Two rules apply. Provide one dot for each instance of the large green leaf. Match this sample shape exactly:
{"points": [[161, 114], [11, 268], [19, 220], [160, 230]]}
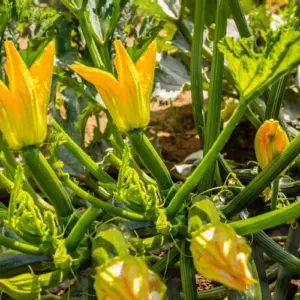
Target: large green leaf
{"points": [[104, 16], [168, 10], [254, 72]]}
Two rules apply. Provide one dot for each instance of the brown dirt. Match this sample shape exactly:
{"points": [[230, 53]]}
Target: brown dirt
{"points": [[173, 127]]}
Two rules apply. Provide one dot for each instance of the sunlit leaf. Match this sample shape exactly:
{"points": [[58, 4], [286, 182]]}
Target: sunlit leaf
{"points": [[254, 72]]}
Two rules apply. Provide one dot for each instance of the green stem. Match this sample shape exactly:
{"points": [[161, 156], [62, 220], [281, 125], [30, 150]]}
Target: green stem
{"points": [[169, 259], [275, 99], [267, 220], [261, 181], [209, 159], [78, 231], [274, 196], [219, 292], [90, 42], [263, 280], [252, 118], [19, 246], [289, 261], [150, 158], [187, 273], [284, 276], [118, 162], [196, 68], [96, 202], [89, 164], [47, 181], [8, 154], [239, 18], [213, 118]]}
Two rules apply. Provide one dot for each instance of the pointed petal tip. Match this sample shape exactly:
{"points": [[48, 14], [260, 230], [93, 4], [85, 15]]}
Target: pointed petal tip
{"points": [[9, 48]]}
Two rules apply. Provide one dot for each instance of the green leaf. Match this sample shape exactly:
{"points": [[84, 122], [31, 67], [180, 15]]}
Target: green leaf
{"points": [[104, 16], [253, 72], [171, 78]]}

=== What needs to be done ===
Arrange the listing above as a Markdown table with the columns "Row" and "Line", running from the line containing "of the brown" through the end of the listing, both ends included and blank lines omitted.

=== Response to this exercise ===
| Row | Line |
|---|---|
| 1 | Two rules apply. Provide one dot for each instance of the brown dirt. Match this sample shape exactly: |
| 2 | {"points": [[230, 53]]} |
| 3 | Target: brown dirt |
| 4 | {"points": [[173, 127]]} |
| 5 | Two rules apply. Provide one dot for each instance of the sunlit leaf. Match this sample shape exactly: |
| 6 | {"points": [[58, 4], [286, 182]]} |
| 7 | Target: sunlit leaf |
| 8 | {"points": [[254, 72]]} |
| 9 | Two rules apply. Provide one dot for each instance of the green stem. Match this sample shape exactly: |
| 10 | {"points": [[161, 156], [62, 220], [281, 125], [30, 150]]} |
| 11 | Target: green stem |
| 12 | {"points": [[169, 259], [275, 99], [267, 220], [261, 181], [209, 159], [78, 231], [274, 196], [219, 292], [90, 42], [263, 280], [252, 118], [19, 246], [289, 261], [150, 158], [187, 273], [284, 276], [118, 162], [196, 68], [96, 202], [89, 164], [47, 181], [8, 154], [239, 18], [213, 118]]} |
| 13 | Two rules apply. Provide one dot for each instance of the pointed petal tip. Match this sample shape exactly: |
| 14 | {"points": [[48, 14], [260, 230], [93, 4], [85, 15]]} |
| 15 | Target: pointed petal tip |
| 16 | {"points": [[9, 48]]} |
| 17 | Two rules apply. Provide one dot for each instance of the green leaf. Match this sample shape exactly: |
| 18 | {"points": [[84, 122], [31, 67], [180, 15]]} |
| 19 | Target: green leaf |
| 20 | {"points": [[104, 16], [253, 72], [171, 78]]} |